__WRITTEN PROBLEM 1__: Copy out, word for word, the stretch of the rows below from the line containing "of the paprika" through the last row.

__TEXT SHOWN__:
(begin)
Title: Unscrambling of single-particle wave functions in systems localized through disorder and monitoring

Abstract: In systems undergoing localization-delocalization quantum phase transitions due to disorder or monitoring, there is a crucial need for robust methods capable of distinguishing phases and uncovering their intrinsic properties. In this work, we develop a process of finding a Slater determinant representation of free-fermion wave functions that accurately characterizes localized particles, a procedure we dub "unscrambling". The central idea is to minimize the overlap between envelopes of single-particle wave functions or, equivalently, to maximize the inverse participation ratio of each orbital. This numerically efficient methodology can differentiate between distinct types of wave functions: exponentially localized, power-law localized, and conformal critical, also revealing the underlying physics of these states. Furthermore, we apply this approach to a more challenging problem involving disordered monitored free fermions in one dimension, where the unscrambling process unveils the presence of a conformal critical phase and a localized area-law quantum Zeno phase. Importantly, our method can also be extended to free fermion systems without particle number conservation, which we demonstrate by estimating the phase diagram of $\mathbb{Z}_2$-symmetric disordered monitored free fermions. Our results unlock the potential of utilizing single-particle wave functions to gain valuable insights into the localization transition properties in systems such as monitored free fermions and disordered models.
(end)
__WRITTEN PROBLEM 2__: In the abstract on unscrambling, what is maximized for each orbital?

__RECORDS TO PROCESS__:
(begin)
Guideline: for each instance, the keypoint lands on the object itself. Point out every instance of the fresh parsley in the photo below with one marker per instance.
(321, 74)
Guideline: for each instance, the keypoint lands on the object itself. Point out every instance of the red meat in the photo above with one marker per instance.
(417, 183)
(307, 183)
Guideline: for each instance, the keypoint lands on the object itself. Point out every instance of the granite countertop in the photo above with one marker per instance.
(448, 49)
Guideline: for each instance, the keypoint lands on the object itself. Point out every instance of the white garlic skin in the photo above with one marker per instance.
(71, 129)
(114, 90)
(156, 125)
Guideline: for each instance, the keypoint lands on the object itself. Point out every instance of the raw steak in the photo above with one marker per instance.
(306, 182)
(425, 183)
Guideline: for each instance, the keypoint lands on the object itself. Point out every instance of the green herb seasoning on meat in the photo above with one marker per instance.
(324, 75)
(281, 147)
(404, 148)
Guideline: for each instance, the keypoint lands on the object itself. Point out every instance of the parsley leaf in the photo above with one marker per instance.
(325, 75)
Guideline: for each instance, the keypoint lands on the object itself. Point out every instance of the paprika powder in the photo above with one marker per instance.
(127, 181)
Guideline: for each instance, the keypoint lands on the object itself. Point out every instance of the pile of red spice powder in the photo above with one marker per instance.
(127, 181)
(end)
__FULL ANSWER 1__:
Guideline: for each instance, the keypoint lands on the object itself. Point out every instance of the paprika powder in the photo above with one marker per instance.
(127, 181)
Guideline: for each instance, the keypoint lands on the object itself. Point out every instance of the pile of red spice powder in the photo above with one marker per instance.
(127, 181)

__FULL ANSWER 2__: The inverse participation ratio.